=== Exercise tasks ===
- 1) Which labels, according to the text on universal health care, are used against every person who raises the issue? List all of them.
- 2) Could you carry on the text on universal health care past its final line?

Every person who mentions this is immediately labeled by the hacks taking payoffs from the health-care industry as "liberals", "socialists" or even "communists". The Rebublicans are especially great at throwing around labels derisively, and the Democrats (who are also getting paid off) make supportive statements while doing nothing of substance to fix this broken system. Make no mistake, as long as lobbying is allowed, there is no way we can get universal health care coverage or affordable medical insurance, because Congress will not vote against their own financial interests.
 
  • #3
before anyone even mentions it, the US would SAVE the government money by creating a universal health system.

gravenewworld said:
After seeing what medical care is like in Canada, Britain, France, and even freakin' CUBA, universal health care looks pretty attractive.

=== Available data ===
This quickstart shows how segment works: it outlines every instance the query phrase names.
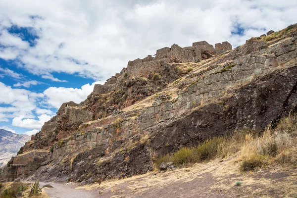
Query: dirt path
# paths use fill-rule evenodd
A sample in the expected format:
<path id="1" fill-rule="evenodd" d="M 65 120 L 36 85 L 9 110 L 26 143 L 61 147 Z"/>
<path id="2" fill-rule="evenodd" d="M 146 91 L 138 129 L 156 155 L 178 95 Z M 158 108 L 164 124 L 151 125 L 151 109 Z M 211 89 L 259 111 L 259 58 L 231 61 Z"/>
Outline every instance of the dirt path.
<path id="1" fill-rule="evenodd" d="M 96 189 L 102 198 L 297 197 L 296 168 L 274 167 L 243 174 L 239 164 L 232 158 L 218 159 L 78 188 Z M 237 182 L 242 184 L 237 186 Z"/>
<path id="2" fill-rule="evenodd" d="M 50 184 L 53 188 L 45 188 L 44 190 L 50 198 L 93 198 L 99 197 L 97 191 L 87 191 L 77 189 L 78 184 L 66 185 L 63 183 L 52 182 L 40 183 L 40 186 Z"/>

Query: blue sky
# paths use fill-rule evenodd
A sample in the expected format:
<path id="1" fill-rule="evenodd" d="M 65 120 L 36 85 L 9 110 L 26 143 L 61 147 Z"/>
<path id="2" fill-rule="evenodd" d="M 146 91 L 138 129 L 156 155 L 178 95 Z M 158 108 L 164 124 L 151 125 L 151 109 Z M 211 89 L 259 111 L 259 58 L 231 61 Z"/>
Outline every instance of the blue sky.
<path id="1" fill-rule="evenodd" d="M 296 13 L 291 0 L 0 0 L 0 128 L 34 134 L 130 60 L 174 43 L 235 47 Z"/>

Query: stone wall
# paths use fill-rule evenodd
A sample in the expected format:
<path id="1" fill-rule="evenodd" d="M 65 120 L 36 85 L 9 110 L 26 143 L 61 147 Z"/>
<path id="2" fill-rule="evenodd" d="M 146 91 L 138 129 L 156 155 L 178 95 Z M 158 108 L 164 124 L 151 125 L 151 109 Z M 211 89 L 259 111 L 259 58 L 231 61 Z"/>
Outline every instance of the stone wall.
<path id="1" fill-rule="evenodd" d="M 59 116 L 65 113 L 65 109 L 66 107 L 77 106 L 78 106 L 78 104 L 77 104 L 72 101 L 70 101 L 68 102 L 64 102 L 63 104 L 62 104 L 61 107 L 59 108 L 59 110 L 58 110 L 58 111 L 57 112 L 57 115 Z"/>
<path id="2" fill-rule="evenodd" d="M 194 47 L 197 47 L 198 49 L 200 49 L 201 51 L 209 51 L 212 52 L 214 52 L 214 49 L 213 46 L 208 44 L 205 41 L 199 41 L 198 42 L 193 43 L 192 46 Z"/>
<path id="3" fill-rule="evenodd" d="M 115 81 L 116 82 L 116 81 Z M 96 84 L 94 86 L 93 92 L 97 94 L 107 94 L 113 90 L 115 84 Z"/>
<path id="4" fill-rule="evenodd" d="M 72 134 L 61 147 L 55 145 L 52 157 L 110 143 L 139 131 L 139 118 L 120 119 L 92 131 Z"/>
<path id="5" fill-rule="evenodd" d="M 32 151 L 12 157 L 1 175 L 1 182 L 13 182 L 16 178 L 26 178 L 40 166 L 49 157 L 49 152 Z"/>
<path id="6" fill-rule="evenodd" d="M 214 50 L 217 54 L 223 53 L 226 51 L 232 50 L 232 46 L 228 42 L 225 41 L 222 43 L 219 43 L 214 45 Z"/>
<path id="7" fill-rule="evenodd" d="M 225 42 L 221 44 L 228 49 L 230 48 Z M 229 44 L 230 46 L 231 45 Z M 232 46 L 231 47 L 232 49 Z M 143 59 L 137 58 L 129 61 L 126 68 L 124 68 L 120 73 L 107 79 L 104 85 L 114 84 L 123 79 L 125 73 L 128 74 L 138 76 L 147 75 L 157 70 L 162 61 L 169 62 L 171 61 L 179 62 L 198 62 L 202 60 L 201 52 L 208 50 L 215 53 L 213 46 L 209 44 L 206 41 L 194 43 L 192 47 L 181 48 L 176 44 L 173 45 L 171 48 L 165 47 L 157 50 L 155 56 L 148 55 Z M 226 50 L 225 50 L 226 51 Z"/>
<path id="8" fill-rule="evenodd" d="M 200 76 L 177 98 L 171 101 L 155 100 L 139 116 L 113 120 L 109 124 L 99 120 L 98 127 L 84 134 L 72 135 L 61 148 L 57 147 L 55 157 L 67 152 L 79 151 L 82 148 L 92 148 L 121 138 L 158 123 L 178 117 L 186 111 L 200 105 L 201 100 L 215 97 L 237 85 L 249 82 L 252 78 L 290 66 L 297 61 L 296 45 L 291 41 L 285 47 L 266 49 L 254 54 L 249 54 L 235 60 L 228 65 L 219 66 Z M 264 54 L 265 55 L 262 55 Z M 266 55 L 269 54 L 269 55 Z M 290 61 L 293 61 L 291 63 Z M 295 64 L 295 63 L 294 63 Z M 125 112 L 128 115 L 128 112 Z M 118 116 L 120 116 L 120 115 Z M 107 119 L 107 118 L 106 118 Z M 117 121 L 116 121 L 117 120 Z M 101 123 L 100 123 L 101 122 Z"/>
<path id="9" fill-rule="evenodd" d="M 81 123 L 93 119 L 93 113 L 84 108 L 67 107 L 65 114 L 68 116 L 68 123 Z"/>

=== Answers to the tasks ===
- 1) "liberals", "socialists", "communists"

- 2)
oh NO, you don't mean SOCIALIZED medicine do you? don't you know communism failed?? :rolleyes::wink:
 
  • #5
I haven't seen the movie, but I have seen enough nightmare stories on Yankee TV to be grateful every day that I live up here.
(Incidentally, Michael Moore stashed a copy of the film up here because he's sure that the US government would confiscate it and destroy at least the Cuban segments.)
 
  • #6
Thailand and India are actually advertising for people to come to them for inexpensive medical care. The term Medical tourism is used.

I saw a documentary on 20-20 about a guy who went to Thailand for heart surgery. The guy was self insured and saved about $150,000 by outsourcing his health care.

Every person that entered his room had to be at least an RN. No LPN's, no nurses aids. So if you need that triple by-pass you can get it in Thailand for less than your co-pay in the USA. What a weird world this has become.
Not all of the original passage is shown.